§ TASK BRIEF
Copy out the lines below, starting with the line containing "Trace the outline of every instance of the green" and continuing through the line containing "292), (398, 298)]]".

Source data

## Start

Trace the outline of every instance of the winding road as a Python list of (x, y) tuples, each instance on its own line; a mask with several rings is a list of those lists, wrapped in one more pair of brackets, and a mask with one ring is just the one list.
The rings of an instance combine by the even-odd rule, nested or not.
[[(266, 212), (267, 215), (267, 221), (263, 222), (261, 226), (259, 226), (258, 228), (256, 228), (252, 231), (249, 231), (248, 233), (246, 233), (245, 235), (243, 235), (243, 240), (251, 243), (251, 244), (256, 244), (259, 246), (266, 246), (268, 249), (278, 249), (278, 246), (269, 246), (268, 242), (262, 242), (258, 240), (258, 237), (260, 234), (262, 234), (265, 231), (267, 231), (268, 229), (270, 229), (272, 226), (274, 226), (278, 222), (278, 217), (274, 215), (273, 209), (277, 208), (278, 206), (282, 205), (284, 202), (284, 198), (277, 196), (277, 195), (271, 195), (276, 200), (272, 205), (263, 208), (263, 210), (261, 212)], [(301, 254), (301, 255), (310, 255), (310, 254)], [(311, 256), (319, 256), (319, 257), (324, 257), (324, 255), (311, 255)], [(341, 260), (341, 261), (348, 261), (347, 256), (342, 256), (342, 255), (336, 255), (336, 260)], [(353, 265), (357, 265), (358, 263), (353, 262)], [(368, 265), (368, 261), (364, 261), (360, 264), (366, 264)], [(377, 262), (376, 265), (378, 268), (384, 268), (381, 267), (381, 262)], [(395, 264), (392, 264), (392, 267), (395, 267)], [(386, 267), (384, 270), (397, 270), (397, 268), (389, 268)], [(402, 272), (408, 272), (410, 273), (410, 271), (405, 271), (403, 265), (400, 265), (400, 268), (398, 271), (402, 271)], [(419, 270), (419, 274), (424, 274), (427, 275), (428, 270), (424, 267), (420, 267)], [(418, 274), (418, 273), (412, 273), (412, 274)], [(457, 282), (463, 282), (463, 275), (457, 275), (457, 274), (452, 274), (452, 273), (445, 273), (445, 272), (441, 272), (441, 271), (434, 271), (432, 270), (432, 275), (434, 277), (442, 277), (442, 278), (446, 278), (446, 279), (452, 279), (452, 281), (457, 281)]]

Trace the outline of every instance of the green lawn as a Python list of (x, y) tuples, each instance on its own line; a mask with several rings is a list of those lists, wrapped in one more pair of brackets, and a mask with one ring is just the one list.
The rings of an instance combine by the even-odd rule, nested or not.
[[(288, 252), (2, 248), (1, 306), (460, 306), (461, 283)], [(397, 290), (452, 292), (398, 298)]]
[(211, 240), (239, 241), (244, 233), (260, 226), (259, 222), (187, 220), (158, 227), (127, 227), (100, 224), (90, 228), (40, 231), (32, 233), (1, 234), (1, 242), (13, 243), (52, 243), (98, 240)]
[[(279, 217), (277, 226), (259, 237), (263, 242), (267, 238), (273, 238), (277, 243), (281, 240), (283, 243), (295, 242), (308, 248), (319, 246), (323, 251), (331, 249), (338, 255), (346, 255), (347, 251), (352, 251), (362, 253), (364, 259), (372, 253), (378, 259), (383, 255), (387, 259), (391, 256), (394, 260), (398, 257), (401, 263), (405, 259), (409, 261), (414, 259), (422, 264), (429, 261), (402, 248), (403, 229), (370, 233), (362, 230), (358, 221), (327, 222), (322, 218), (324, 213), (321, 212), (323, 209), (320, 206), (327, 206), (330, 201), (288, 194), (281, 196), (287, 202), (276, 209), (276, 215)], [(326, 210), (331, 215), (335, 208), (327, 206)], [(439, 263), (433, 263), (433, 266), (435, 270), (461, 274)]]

## End

§ SOLUTION FOR THIS EXERCISE
Trace the outline of every instance of the green lawn as a Python list of (x, y) tuples, each instance on its own line; a mask with several rings is a list of those lists, wrapped in one more pair of brackets, and a mask with one ring is just the one list.
The rings of an instance combine by the even-odd rule, nested or not.
[[(288, 252), (2, 248), (1, 306), (460, 306), (461, 283)], [(397, 290), (452, 292), (398, 298)]]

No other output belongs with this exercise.